* [EXERCISE OBJECTIVE]:
Repeat exactly, and only, the lines running from the one that holds "In this picture, where can the small" to the end of the records.

Image-grounded pointing data:
# # # # #
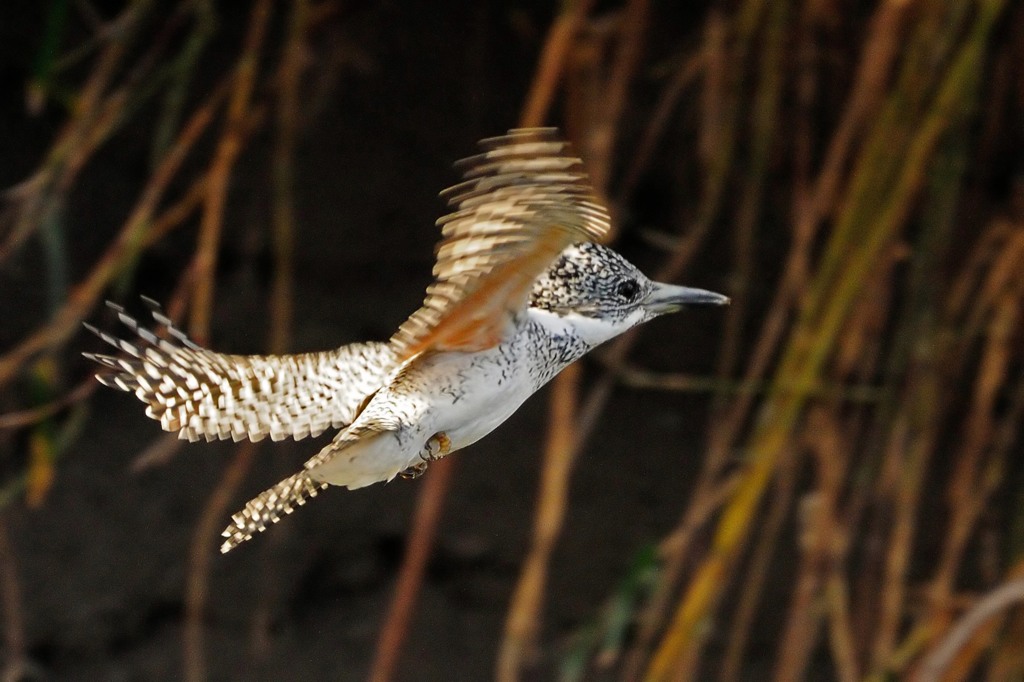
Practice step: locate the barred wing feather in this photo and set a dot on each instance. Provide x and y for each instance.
(523, 200)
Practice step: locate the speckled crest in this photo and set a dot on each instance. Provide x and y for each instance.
(590, 280)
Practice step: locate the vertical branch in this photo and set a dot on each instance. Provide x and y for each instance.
(426, 518)
(200, 555)
(220, 170)
(521, 626)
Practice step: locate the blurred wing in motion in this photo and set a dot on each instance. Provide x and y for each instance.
(523, 200)
(204, 394)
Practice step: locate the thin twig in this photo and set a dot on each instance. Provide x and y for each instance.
(426, 518)
(201, 554)
(938, 661)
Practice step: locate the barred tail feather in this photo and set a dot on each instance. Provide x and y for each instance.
(267, 507)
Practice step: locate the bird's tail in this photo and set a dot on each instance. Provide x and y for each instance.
(267, 507)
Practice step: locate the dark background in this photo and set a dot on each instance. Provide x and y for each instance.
(901, 473)
(101, 562)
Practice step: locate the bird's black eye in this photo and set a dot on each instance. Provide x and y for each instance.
(629, 289)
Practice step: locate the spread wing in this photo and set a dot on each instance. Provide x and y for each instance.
(204, 394)
(523, 200)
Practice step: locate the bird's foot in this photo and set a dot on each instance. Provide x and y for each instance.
(438, 445)
(415, 471)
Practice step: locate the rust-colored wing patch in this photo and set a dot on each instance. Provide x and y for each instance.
(523, 200)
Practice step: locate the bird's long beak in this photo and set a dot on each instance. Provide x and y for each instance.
(669, 298)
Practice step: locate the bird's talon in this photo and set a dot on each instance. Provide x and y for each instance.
(415, 471)
(438, 446)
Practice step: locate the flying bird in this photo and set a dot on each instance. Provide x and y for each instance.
(521, 290)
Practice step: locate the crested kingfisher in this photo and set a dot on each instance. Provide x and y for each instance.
(521, 290)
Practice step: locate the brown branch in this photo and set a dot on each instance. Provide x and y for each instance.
(201, 554)
(939, 659)
(81, 299)
(35, 415)
(224, 158)
(426, 518)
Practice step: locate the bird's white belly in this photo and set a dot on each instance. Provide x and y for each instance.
(488, 391)
(465, 397)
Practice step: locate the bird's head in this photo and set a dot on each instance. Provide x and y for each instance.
(602, 295)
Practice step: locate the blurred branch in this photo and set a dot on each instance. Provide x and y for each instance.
(82, 297)
(939, 658)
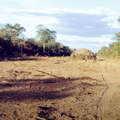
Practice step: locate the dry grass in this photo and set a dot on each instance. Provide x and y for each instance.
(50, 89)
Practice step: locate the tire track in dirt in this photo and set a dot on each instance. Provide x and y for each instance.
(109, 105)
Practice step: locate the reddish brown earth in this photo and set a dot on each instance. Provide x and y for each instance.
(59, 88)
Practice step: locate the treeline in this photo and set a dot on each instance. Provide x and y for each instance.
(14, 44)
(113, 50)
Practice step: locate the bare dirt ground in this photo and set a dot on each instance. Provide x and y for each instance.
(59, 88)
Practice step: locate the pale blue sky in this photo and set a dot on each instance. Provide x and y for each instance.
(79, 23)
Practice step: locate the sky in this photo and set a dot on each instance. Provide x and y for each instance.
(79, 23)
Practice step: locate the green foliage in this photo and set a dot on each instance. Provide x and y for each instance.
(114, 48)
(46, 35)
(13, 45)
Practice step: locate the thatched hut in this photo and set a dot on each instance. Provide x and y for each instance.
(83, 54)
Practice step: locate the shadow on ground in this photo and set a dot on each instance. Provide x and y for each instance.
(42, 89)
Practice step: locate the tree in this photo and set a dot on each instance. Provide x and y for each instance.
(11, 32)
(46, 35)
(117, 45)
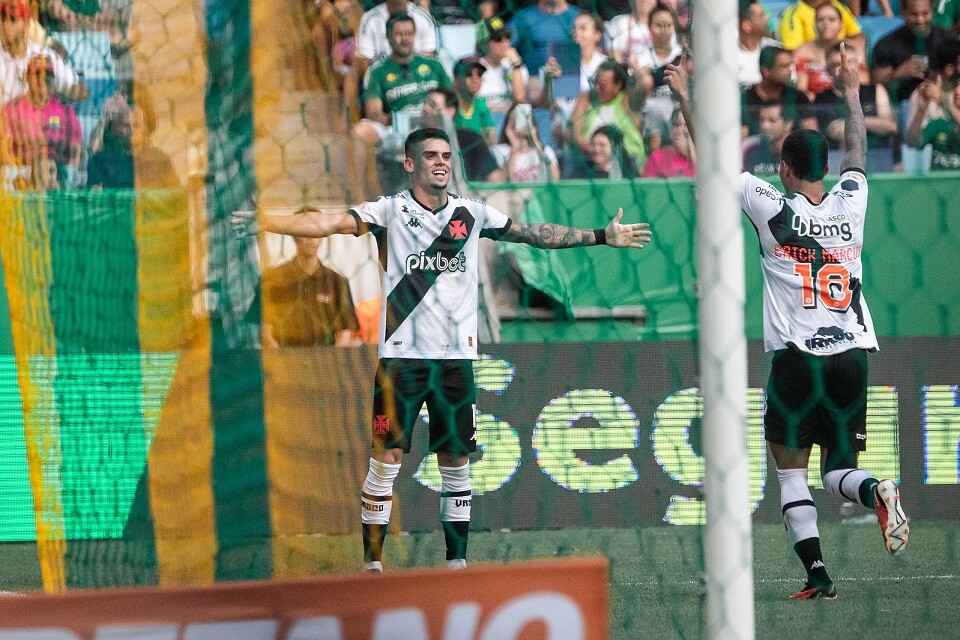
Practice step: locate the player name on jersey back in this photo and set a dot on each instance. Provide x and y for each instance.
(810, 257)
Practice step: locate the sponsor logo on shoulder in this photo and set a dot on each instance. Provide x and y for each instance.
(827, 337)
(830, 227)
(773, 194)
(381, 424)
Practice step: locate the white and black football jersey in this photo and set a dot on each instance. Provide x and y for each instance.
(428, 262)
(810, 257)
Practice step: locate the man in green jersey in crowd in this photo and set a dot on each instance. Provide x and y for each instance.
(399, 83)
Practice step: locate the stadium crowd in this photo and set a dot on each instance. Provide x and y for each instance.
(558, 90)
(57, 133)
(551, 89)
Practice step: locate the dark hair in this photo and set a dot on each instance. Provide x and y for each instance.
(946, 54)
(403, 16)
(620, 75)
(506, 122)
(768, 55)
(744, 8)
(659, 8)
(422, 135)
(597, 23)
(805, 152)
(612, 132)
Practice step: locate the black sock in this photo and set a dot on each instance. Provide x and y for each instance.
(812, 559)
(455, 534)
(373, 536)
(866, 492)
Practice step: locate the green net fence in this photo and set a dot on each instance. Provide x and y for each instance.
(148, 439)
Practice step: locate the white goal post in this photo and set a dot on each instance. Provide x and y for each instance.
(728, 550)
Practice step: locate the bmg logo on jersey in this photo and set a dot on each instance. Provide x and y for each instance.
(829, 228)
(826, 337)
(422, 262)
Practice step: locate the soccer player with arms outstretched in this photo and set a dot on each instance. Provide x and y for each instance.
(818, 326)
(428, 241)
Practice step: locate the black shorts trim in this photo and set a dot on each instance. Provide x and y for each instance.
(818, 400)
(404, 385)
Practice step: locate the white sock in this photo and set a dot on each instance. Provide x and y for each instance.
(799, 511)
(455, 493)
(376, 504)
(845, 483)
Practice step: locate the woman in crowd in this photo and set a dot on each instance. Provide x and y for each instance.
(810, 58)
(679, 159)
(607, 157)
(41, 134)
(528, 160)
(629, 34)
(127, 160)
(608, 104)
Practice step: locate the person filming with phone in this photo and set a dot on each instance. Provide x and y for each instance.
(901, 59)
(528, 160)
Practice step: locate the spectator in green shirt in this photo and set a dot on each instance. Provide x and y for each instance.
(946, 14)
(473, 113)
(942, 133)
(398, 83)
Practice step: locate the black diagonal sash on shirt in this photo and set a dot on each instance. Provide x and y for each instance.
(413, 287)
(782, 229)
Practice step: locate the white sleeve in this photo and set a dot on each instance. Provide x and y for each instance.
(852, 187)
(761, 200)
(373, 214)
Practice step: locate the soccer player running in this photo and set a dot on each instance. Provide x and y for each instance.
(818, 326)
(428, 240)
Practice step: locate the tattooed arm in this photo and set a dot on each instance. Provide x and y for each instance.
(546, 235)
(854, 128)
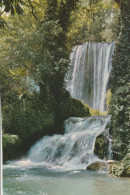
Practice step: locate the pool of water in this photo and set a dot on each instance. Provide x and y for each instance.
(42, 181)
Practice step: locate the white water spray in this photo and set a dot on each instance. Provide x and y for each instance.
(91, 65)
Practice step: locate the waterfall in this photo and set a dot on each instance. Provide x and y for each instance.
(91, 65)
(71, 151)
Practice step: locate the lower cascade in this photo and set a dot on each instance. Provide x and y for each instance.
(89, 74)
(71, 151)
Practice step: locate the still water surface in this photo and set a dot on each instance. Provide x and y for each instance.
(41, 181)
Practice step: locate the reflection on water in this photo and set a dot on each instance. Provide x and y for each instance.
(41, 181)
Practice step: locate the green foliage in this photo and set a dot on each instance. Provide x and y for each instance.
(26, 116)
(95, 21)
(11, 144)
(73, 108)
(119, 107)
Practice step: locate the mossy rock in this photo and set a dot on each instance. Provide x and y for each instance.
(101, 146)
(122, 168)
(11, 145)
(73, 108)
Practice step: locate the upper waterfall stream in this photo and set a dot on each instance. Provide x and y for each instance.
(90, 69)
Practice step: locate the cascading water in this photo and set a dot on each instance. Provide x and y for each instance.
(73, 150)
(91, 65)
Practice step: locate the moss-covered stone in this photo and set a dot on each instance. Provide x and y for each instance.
(122, 168)
(11, 145)
(73, 108)
(101, 146)
(104, 166)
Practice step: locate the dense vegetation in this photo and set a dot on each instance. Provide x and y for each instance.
(34, 53)
(120, 88)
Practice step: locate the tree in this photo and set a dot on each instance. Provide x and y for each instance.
(119, 107)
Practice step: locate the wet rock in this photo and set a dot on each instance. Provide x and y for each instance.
(101, 146)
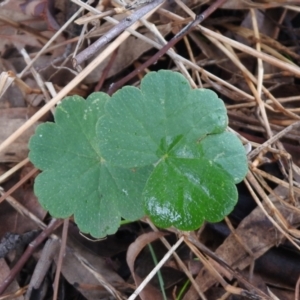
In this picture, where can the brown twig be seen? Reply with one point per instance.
(106, 71)
(170, 44)
(30, 249)
(18, 184)
(115, 31)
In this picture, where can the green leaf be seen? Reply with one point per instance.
(75, 178)
(184, 192)
(181, 132)
(140, 126)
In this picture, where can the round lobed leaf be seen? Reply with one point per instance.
(181, 132)
(75, 178)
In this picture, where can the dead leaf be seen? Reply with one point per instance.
(257, 232)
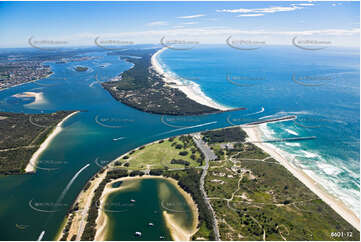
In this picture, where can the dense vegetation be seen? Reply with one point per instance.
(256, 198)
(142, 88)
(21, 135)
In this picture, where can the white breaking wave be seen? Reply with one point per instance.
(291, 132)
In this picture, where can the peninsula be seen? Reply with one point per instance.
(148, 88)
(23, 137)
(240, 192)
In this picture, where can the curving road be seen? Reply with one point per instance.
(208, 155)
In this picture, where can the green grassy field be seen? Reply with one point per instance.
(160, 154)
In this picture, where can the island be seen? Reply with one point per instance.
(81, 68)
(23, 137)
(146, 88)
(238, 191)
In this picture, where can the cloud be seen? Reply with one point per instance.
(191, 16)
(157, 23)
(214, 35)
(261, 10)
(251, 15)
(303, 4)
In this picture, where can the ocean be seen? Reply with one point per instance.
(265, 81)
(320, 87)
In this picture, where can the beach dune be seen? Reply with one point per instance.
(191, 90)
(255, 133)
(31, 166)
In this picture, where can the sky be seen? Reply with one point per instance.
(79, 23)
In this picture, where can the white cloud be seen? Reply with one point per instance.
(191, 16)
(251, 15)
(303, 4)
(157, 23)
(261, 10)
(216, 35)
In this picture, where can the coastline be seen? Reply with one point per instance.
(177, 232)
(39, 97)
(254, 133)
(20, 84)
(192, 91)
(31, 166)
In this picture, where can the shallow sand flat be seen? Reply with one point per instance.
(177, 232)
(31, 166)
(254, 133)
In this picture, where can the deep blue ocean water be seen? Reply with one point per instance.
(321, 87)
(258, 80)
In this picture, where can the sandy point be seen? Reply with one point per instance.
(191, 90)
(177, 232)
(31, 166)
(255, 133)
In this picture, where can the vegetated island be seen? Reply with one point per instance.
(240, 192)
(23, 137)
(81, 68)
(145, 88)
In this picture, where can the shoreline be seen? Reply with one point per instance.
(192, 91)
(254, 133)
(20, 84)
(39, 97)
(31, 166)
(177, 232)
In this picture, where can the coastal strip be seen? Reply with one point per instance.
(31, 167)
(20, 84)
(192, 91)
(254, 133)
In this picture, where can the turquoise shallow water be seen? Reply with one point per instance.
(104, 130)
(268, 82)
(108, 128)
(152, 197)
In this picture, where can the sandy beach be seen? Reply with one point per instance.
(39, 97)
(20, 84)
(31, 167)
(255, 134)
(177, 232)
(192, 90)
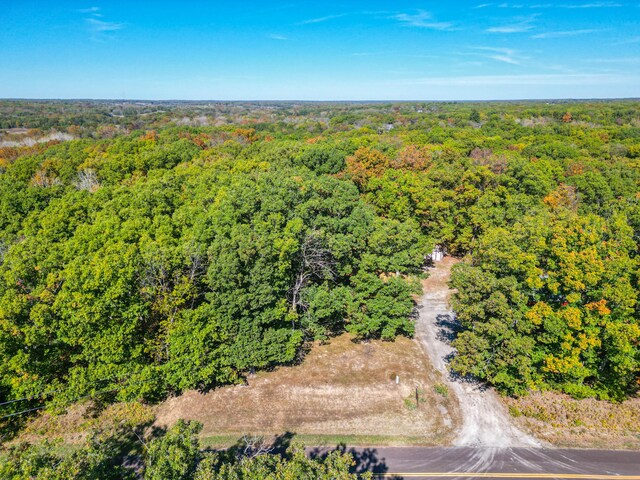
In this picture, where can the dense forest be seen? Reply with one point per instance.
(151, 248)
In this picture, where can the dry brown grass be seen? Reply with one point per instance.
(75, 424)
(589, 423)
(341, 388)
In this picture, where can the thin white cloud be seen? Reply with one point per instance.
(614, 60)
(504, 55)
(321, 19)
(594, 5)
(518, 25)
(562, 5)
(522, 80)
(421, 19)
(565, 33)
(99, 26)
(628, 41)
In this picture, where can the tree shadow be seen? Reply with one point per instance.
(366, 459)
(448, 328)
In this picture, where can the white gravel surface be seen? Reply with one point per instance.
(485, 422)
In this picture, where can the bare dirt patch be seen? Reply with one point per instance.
(587, 423)
(341, 388)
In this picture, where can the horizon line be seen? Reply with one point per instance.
(70, 99)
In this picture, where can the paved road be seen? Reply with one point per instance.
(468, 462)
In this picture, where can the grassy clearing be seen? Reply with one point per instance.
(342, 392)
(566, 422)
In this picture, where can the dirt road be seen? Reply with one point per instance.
(485, 421)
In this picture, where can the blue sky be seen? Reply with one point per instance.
(373, 50)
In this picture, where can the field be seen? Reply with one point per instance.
(589, 423)
(341, 389)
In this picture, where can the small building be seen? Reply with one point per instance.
(438, 253)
# # # # #
* [OUTPUT FOR THIS TASK]:
In this picture, where can the small building be seen? Reply with one point per instance.
(438, 253)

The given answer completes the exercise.